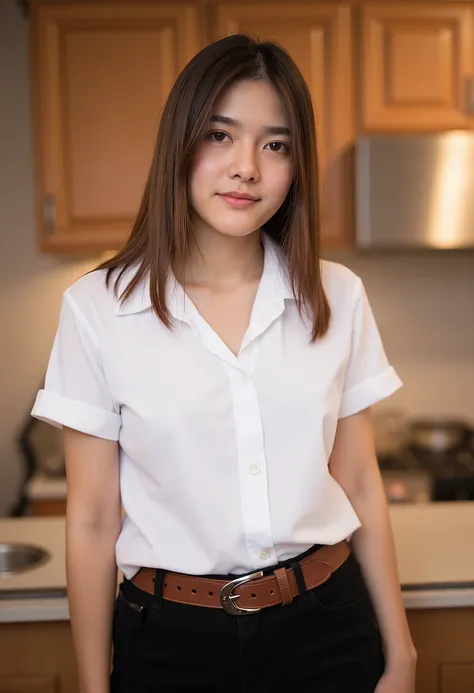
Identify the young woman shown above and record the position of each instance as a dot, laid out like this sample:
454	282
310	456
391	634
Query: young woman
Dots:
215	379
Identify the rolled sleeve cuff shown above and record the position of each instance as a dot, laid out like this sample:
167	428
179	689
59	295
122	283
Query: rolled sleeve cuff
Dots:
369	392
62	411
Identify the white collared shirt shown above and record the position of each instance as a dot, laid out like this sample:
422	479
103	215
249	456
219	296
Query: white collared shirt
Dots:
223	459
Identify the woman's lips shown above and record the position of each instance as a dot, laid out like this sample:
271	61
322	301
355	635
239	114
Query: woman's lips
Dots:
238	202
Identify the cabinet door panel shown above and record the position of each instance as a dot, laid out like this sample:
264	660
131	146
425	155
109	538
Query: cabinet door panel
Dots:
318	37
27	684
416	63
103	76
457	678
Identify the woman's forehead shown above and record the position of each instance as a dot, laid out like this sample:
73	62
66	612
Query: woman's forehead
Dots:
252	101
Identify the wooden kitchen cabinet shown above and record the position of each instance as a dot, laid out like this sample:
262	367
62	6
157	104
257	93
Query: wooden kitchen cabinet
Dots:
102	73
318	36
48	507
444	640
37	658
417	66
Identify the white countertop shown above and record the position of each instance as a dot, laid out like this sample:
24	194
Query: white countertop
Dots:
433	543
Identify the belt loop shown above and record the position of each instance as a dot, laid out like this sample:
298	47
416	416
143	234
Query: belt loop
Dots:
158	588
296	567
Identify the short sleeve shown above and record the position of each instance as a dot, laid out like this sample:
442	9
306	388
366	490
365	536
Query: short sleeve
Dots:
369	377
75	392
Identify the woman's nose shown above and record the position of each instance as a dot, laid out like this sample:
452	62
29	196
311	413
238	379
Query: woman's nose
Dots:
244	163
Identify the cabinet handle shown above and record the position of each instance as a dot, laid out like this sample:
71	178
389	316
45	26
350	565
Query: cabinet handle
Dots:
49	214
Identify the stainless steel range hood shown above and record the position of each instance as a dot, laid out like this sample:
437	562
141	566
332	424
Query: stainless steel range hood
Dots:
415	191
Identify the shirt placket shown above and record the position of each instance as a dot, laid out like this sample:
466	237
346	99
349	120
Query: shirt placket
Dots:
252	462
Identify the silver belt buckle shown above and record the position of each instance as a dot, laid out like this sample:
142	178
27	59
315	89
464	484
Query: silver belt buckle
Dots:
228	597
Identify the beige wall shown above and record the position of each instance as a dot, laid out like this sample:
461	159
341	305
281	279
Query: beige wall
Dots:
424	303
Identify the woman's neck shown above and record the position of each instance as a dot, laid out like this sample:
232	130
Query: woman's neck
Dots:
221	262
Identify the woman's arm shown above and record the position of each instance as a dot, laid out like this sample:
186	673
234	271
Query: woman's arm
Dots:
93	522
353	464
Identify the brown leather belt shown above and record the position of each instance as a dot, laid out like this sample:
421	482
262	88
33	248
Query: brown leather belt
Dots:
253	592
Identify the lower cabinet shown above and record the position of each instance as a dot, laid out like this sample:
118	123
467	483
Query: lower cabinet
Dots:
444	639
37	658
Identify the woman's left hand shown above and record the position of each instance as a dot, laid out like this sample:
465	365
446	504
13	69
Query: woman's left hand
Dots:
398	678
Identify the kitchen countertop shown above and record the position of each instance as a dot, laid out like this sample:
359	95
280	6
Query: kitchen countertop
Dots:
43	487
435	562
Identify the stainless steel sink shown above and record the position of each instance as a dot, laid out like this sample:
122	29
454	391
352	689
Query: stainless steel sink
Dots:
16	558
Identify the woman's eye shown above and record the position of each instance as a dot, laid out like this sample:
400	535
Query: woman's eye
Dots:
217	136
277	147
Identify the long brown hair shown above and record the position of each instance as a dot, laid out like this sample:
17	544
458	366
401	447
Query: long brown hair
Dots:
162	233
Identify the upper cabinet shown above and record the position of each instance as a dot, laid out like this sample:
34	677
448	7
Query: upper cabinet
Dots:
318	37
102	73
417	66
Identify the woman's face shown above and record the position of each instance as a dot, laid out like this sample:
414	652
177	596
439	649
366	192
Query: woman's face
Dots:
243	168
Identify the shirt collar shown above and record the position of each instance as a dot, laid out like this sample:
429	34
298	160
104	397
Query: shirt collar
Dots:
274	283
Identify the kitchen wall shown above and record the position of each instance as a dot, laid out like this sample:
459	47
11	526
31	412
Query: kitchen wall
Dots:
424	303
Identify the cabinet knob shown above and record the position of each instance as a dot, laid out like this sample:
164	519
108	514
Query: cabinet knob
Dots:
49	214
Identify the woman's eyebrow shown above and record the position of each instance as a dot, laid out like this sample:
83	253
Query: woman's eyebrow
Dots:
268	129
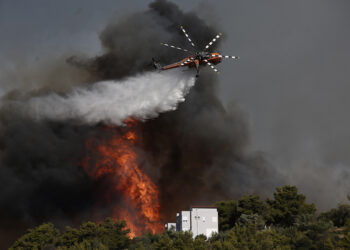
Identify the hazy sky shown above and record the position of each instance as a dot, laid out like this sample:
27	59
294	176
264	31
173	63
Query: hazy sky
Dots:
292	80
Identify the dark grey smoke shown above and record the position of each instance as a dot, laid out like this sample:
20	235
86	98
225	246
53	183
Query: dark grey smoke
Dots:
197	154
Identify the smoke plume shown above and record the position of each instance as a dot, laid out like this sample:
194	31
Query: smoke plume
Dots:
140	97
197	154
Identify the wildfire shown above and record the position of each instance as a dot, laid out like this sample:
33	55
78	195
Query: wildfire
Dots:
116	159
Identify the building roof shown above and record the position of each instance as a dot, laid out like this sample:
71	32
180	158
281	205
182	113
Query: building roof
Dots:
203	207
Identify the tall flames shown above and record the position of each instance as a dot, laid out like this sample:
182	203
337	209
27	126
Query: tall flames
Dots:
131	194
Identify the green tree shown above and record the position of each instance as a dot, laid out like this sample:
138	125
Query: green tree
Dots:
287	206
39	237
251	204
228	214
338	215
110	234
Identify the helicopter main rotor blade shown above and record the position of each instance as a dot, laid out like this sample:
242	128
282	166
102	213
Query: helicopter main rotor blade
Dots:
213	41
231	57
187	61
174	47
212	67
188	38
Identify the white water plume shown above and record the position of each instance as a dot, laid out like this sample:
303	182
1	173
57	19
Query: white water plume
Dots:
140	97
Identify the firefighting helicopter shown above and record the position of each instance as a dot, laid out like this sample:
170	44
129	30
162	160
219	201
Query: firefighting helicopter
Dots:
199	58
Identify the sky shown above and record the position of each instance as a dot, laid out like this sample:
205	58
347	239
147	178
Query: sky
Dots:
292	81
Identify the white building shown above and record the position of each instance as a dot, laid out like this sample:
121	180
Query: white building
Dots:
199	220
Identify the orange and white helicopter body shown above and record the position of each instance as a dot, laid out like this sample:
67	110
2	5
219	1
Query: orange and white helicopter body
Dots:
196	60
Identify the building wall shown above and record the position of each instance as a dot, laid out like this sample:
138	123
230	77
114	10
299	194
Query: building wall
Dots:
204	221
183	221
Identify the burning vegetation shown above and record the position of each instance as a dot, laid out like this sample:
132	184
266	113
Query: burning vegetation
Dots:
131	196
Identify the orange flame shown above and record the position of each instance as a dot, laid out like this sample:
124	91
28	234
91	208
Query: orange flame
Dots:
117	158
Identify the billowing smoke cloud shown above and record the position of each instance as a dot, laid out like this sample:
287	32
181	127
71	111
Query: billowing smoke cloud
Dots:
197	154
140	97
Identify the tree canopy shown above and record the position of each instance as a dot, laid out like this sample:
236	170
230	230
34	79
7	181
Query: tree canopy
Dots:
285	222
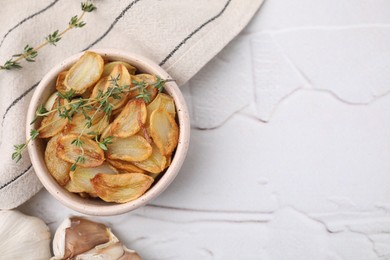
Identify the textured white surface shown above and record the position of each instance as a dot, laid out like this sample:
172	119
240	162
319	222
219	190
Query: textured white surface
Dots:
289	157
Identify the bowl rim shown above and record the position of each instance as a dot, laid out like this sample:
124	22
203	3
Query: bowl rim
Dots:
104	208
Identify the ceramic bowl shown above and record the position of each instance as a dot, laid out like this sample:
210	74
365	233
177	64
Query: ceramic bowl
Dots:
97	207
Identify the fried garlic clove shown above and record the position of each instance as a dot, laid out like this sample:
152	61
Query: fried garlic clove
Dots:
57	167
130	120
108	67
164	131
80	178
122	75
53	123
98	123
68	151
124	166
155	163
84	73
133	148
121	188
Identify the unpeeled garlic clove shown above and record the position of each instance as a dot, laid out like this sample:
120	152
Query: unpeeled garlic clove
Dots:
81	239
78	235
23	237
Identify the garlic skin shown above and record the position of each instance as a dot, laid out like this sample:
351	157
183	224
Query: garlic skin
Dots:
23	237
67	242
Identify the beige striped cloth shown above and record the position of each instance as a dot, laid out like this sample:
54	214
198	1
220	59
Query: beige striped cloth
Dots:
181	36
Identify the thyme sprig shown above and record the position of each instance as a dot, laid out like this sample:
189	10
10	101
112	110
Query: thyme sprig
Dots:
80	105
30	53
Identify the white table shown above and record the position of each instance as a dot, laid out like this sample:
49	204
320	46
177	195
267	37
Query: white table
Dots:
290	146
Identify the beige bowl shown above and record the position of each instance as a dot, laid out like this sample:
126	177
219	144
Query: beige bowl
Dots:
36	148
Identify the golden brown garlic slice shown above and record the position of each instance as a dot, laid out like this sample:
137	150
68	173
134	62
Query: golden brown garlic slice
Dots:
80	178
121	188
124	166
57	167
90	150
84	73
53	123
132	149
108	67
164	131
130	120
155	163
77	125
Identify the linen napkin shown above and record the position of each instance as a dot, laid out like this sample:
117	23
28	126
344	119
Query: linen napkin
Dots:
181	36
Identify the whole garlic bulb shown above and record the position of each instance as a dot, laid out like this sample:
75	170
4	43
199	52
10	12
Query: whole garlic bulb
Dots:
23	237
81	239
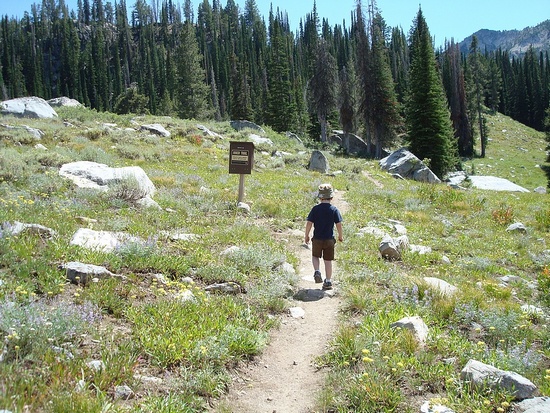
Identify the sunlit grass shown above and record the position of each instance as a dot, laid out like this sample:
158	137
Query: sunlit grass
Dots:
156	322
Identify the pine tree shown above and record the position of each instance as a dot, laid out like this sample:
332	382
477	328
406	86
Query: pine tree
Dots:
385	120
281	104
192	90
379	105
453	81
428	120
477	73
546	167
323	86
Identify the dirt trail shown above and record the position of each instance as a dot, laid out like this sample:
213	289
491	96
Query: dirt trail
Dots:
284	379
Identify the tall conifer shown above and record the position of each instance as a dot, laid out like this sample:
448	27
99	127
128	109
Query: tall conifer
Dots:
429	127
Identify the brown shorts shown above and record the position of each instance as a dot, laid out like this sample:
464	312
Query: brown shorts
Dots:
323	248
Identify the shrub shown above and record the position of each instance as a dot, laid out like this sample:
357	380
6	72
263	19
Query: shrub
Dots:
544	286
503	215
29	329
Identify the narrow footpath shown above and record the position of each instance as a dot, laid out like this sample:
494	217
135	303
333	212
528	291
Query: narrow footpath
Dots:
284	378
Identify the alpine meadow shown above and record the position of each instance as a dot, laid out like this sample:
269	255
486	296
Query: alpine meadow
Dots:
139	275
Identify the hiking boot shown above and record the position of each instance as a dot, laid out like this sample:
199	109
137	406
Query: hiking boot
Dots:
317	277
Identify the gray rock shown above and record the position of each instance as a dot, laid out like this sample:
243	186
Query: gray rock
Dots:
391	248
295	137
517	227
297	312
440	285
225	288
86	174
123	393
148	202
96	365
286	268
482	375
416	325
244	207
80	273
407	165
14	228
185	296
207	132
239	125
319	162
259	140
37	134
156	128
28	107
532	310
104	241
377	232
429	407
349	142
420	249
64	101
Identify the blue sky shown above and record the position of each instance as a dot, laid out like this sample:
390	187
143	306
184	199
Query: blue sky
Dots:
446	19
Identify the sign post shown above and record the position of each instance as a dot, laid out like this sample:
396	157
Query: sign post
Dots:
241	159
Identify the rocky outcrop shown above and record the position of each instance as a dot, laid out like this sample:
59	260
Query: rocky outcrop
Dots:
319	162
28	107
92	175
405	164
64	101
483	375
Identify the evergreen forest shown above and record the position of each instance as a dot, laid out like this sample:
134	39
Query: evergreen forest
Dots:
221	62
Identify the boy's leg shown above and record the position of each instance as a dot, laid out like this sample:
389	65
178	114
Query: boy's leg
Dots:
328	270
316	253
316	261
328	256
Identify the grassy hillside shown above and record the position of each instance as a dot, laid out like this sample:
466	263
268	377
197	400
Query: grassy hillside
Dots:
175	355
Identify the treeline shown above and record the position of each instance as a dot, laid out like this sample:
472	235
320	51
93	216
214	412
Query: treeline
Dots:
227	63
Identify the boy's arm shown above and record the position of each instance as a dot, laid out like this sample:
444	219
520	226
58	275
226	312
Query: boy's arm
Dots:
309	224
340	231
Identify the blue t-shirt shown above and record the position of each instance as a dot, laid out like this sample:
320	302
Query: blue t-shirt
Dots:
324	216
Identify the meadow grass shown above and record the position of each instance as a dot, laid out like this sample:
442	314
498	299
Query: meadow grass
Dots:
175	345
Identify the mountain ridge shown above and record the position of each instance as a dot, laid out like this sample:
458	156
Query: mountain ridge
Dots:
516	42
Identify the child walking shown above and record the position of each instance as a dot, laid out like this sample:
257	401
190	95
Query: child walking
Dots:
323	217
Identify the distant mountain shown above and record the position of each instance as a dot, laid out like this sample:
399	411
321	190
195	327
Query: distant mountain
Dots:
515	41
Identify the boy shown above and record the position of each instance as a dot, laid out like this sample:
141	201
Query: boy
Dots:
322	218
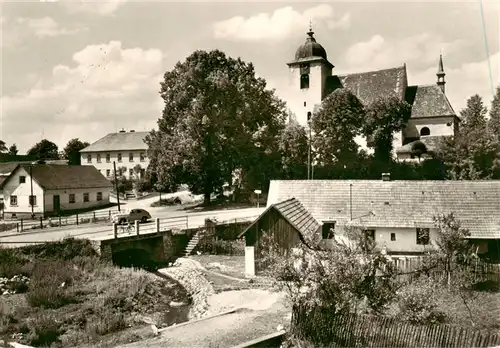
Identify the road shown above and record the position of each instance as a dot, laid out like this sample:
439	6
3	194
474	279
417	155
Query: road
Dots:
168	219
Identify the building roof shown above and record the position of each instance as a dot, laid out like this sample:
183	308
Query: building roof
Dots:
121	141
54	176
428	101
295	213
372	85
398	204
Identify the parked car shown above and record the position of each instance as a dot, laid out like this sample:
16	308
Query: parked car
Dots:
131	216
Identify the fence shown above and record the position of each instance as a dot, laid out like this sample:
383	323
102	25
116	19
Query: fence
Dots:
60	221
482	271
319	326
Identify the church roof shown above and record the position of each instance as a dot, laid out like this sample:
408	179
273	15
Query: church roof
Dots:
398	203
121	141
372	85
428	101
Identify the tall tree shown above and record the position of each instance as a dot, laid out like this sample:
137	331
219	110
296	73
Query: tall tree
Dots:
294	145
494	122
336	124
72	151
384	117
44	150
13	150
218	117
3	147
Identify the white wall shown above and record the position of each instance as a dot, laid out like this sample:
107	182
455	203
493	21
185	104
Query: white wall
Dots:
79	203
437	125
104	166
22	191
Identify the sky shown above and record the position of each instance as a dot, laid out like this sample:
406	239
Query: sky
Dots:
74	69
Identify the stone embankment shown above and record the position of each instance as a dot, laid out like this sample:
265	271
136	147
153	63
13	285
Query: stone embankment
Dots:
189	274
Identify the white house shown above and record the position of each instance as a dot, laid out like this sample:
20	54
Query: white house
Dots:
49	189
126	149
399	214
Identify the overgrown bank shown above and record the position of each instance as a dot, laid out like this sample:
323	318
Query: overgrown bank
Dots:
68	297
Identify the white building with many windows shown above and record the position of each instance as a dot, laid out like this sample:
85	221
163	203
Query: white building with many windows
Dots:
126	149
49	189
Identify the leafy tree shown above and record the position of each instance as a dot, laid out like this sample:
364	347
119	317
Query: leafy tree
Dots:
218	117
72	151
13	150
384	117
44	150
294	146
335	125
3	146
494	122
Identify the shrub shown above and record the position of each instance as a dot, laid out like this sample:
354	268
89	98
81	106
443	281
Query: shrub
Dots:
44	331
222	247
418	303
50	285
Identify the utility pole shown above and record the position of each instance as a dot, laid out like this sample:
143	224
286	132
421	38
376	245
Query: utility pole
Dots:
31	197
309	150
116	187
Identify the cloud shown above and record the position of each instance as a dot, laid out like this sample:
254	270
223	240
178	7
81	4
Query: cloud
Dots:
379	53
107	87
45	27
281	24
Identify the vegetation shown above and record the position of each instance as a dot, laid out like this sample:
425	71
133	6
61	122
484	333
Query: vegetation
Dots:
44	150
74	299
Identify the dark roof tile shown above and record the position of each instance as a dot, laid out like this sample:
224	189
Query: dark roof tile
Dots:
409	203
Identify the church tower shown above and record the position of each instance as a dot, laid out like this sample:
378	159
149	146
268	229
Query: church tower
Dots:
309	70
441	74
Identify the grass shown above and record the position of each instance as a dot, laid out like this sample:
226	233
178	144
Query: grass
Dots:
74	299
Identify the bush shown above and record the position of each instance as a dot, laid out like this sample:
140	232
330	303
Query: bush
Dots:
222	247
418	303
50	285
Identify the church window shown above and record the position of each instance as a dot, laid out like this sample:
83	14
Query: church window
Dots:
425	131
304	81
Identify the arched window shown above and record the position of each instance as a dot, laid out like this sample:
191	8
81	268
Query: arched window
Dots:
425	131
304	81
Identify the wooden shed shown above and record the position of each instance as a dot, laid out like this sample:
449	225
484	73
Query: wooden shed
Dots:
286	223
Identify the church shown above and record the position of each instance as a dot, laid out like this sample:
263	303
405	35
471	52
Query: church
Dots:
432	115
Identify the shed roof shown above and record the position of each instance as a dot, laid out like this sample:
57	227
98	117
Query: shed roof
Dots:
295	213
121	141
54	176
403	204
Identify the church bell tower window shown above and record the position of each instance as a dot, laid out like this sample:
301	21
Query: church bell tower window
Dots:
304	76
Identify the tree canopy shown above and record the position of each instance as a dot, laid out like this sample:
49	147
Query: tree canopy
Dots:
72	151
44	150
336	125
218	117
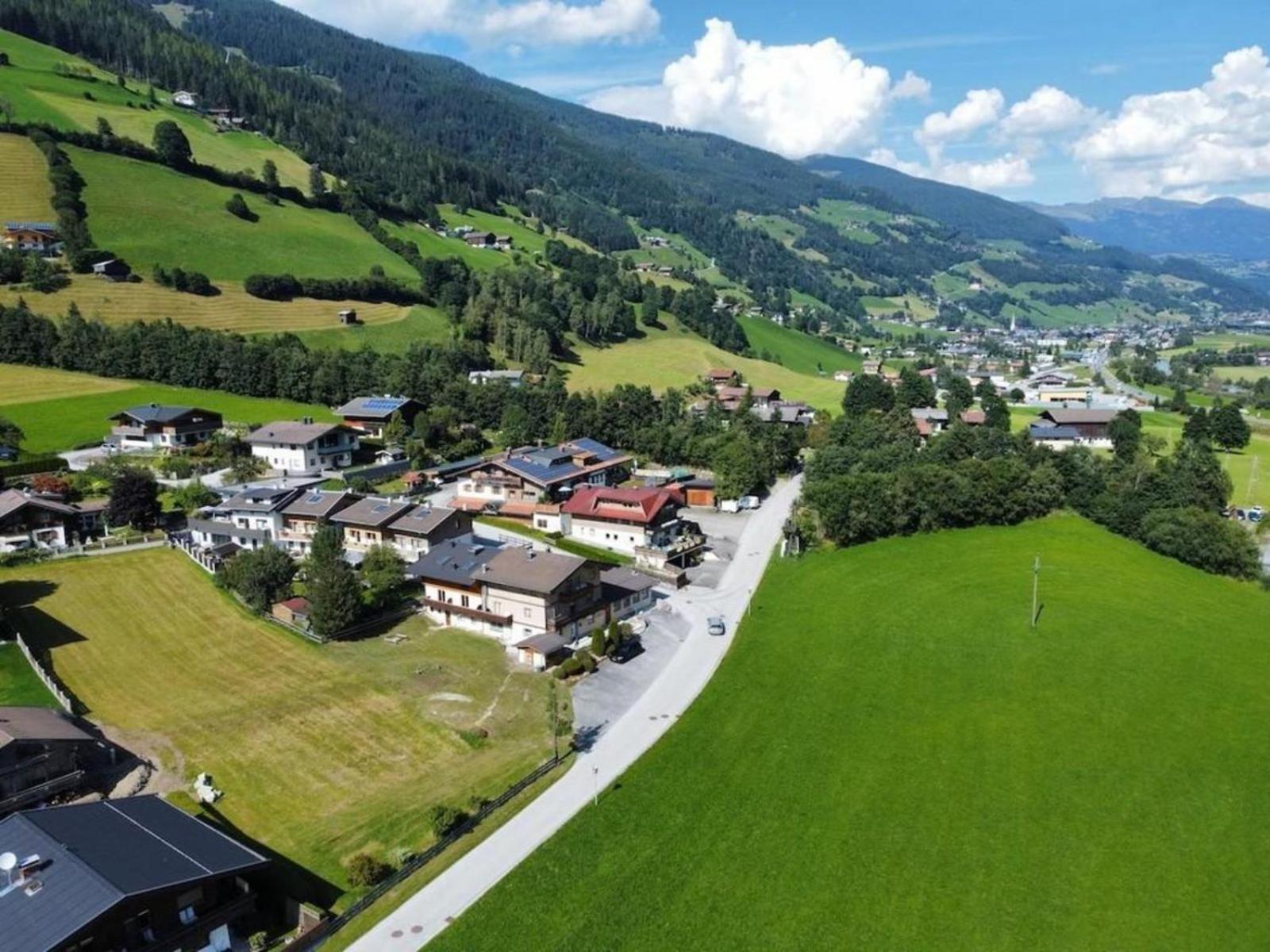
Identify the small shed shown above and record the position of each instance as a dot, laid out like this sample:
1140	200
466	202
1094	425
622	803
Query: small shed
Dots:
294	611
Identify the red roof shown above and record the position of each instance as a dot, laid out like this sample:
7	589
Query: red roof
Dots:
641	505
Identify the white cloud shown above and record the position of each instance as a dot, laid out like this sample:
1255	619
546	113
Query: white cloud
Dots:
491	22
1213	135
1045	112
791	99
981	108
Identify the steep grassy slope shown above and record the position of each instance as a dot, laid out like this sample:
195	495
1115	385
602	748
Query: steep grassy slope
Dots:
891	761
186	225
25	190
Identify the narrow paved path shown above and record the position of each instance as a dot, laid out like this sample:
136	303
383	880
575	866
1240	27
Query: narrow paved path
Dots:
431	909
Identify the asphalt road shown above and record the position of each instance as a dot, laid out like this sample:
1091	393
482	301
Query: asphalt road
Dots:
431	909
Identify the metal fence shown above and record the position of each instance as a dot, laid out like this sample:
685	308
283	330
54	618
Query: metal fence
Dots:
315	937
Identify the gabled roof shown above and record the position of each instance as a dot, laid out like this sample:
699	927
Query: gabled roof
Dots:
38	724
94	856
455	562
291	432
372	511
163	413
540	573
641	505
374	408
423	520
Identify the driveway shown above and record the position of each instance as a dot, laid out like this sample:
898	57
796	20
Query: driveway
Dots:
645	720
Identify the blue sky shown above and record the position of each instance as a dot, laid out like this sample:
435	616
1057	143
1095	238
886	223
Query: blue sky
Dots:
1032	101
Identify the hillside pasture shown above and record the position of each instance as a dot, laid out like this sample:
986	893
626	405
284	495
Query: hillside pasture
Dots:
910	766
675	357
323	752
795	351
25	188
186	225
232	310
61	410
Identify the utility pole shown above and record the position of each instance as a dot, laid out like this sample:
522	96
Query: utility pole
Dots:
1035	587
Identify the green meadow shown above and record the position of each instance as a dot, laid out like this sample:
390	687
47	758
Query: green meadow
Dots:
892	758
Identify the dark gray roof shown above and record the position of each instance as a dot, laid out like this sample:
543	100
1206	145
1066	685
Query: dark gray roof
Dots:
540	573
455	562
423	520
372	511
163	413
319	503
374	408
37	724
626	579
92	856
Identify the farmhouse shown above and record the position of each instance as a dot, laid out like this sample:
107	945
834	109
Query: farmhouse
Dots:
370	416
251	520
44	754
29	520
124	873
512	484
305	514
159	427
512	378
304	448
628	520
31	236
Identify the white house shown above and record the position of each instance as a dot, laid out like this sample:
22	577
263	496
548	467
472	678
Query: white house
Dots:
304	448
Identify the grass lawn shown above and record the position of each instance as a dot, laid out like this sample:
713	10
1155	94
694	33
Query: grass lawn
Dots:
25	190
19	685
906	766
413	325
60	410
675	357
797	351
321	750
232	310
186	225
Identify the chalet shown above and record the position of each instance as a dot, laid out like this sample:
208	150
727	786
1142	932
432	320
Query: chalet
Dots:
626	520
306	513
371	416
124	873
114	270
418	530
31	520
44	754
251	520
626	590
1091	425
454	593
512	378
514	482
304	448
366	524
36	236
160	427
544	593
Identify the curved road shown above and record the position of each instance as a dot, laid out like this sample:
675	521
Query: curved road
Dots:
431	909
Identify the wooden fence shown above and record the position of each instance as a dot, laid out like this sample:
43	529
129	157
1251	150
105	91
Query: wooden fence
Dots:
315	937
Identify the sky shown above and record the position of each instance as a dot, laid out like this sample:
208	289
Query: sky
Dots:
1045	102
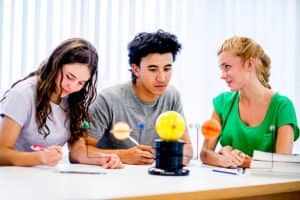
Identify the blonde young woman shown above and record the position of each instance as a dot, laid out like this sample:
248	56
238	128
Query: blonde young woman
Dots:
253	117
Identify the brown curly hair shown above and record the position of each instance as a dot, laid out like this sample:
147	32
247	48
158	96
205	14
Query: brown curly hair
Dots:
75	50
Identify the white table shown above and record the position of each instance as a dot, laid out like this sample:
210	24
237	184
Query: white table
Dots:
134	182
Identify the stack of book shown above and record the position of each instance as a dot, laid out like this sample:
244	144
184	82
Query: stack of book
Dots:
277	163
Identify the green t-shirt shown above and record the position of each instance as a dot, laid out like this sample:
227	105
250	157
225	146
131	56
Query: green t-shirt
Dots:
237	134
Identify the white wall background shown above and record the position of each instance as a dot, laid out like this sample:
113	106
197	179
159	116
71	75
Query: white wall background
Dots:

________

** WHAT YOU ARE ASKED TO DO **
Your answer should be the exact lines above from the one with "Identify the stainless steel sink" through the one with "Query: woman's eyebrow", both included, and nothing besides.

** TASK SOLUTION **
Identify the stainless steel sink shown above and record the position of each instance as a dot, laid out like this sample:
122	29
454	391
352	689
Query: stainless steel sink
Dots:
16	558
Identify the woman's eye shown above and record the position of each instance as a dot, laid out like this sample:
400	535
Query: woman's eye
Dots:
217	136
277	147
Identify the long brown hair shown above and record the position of each instance as a dot, laid out like this sample:
17	544
458	366
401	447
Query: long brown hair
Dots:
162	233
Identify the upper cabinet shown above and record the position of each instance as a dot, laid out like this sample:
34	677
448	7
Query: upper cabinet
Dots:
318	37
102	73
417	66
Identify the woman's face shown above and record the position of each instance as a dot, laid out like this sample:
414	652
177	596
439	649
366	192
Query: woman's face
Dots:
243	168
Identify the shirt collar shown above and record the position of each instance as a dot, laid out like this sample:
429	34
298	160
104	397
Query: shirt collar
Dots:
274	283
Identify the kitchen wall shown above and record the position of each instance as a dot, laid out like this sample:
459	47
11	526
31	412
Query: kitchen wall
Dots:
424	303
Identify the cabinet knob shown above and record the position of each instance as a dot, laid out like this sample:
164	519
108	514
Query: cabinet knob
Dots:
49	214
Identify the woman's eyebrow shown above and record the position of each instance as a dot, laid out like this sample:
83	253
Query: woman's eyebrow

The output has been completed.